[Dataset excerpts on object pointing]

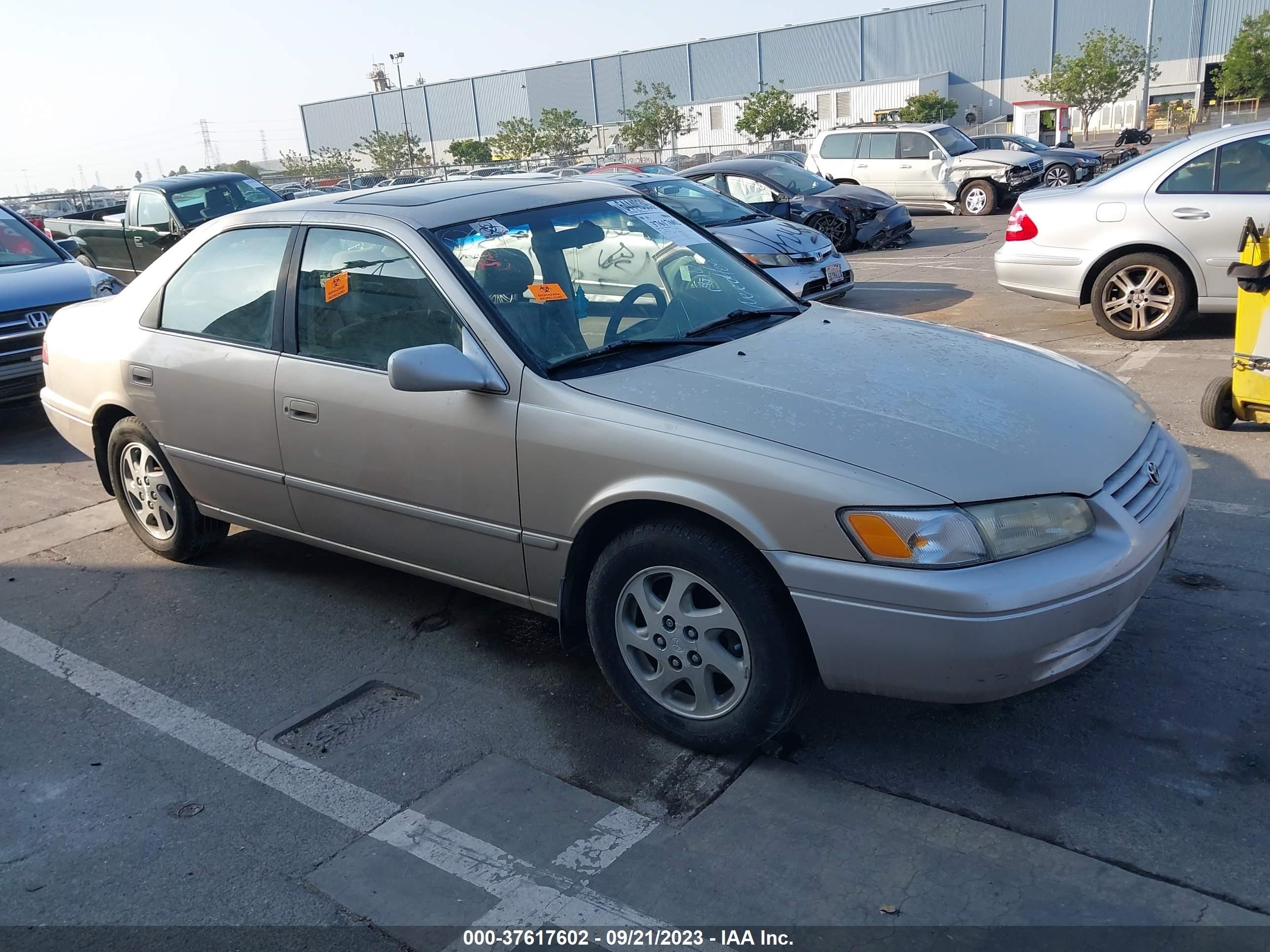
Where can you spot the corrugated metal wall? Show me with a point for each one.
(816, 55)
(1222, 22)
(451, 109)
(563, 87)
(724, 68)
(498, 98)
(960, 37)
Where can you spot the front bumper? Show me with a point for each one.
(989, 631)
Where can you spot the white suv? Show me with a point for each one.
(925, 166)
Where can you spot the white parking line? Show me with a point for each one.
(528, 896)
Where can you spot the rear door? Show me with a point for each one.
(877, 164)
(1205, 200)
(151, 229)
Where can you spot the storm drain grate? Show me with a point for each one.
(351, 720)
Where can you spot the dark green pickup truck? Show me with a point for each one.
(126, 239)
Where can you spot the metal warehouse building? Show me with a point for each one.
(978, 54)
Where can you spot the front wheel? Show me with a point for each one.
(978, 199)
(1217, 406)
(696, 636)
(155, 504)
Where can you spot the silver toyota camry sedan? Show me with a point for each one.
(727, 492)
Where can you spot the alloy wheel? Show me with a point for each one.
(1058, 175)
(1138, 298)
(148, 489)
(682, 643)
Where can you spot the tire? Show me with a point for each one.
(840, 232)
(1163, 294)
(978, 199)
(154, 502)
(1058, 174)
(757, 672)
(1217, 407)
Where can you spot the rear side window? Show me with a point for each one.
(1194, 177)
(841, 145)
(226, 290)
(882, 145)
(362, 298)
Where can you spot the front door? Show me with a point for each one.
(424, 479)
(1204, 201)
(202, 378)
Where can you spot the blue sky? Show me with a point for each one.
(116, 87)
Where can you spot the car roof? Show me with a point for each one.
(192, 179)
(435, 204)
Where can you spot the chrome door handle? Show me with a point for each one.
(301, 410)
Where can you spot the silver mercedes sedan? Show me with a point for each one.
(1147, 243)
(724, 490)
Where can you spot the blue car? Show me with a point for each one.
(37, 277)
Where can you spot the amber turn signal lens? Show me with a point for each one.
(877, 535)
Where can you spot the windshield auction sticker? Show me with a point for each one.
(661, 221)
(548, 292)
(336, 286)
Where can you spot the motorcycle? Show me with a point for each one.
(1133, 137)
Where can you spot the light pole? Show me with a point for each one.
(397, 60)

● What is expected
Reproduce all of the lines above word for word, omitting the pictures from your answer.

● Solution to this problem
Where can you spot the corrugated metal wall? Show me with a point for each one.
(816, 55)
(1222, 22)
(451, 109)
(563, 87)
(724, 68)
(498, 98)
(960, 37)
Where can you spot the front bumper? Show me with a point for each one.
(989, 631)
Where can you spot the white suv? Show me with a point for each one.
(925, 166)
Where can you spot the white parking line? Show me with a point for each one.
(528, 896)
Where can you spot the rear door? Show me with a point for each one.
(877, 164)
(1205, 200)
(151, 229)
Where can you spot the storm drain grate? Show me with a point for each one.
(351, 720)
Where can you spot the dark green pickup truck? Show me with a point for each one.
(126, 239)
Where can you spot the metal warehouse building? Show me with a point for each one.
(978, 54)
Where can you spot the front wheel? Show me with a point for each one.
(978, 199)
(1217, 406)
(696, 636)
(155, 504)
Where can you spot the silver toyota camry sedan? Show me with a point for each one.
(727, 492)
Where can you spot the alloy wheel? Show me with a point for each one.
(1058, 175)
(1138, 298)
(148, 489)
(682, 643)
Where can you spot the tire? Show me with a point for each one.
(840, 232)
(1163, 294)
(978, 199)
(154, 502)
(1058, 174)
(757, 672)
(1217, 407)
Where can you spot the rear side window? Show me with a point for each one.
(1194, 177)
(841, 145)
(226, 290)
(882, 145)
(362, 298)
Where can you spot the front door? Show me with a point for each one.
(424, 479)
(1204, 201)
(202, 378)
Where can you spot the blue sky? Show me with a point for each one.
(116, 87)
Where can you spot the car roof? Show me with a point for each one.
(192, 179)
(435, 204)
Where can you spot the chrome door handle? Show me with a point for each one.
(301, 410)
Where can you spot the silver mercedes sedan? Show me with a point for each one.
(1147, 243)
(724, 490)
Where can you spot the blue car? Show me with a point for each one.
(37, 277)
Where can you spot the amber turn signal lens? Show me with a point for each one.
(877, 535)
Where can you spot the windshield auction sticker? Show me with a point for each one.
(661, 221)
(548, 292)
(336, 286)
Where can you spot the motorcycle? Show me with a point for each one.
(1133, 137)
Where can you spot the light pole? Show me with a point for each one.
(397, 60)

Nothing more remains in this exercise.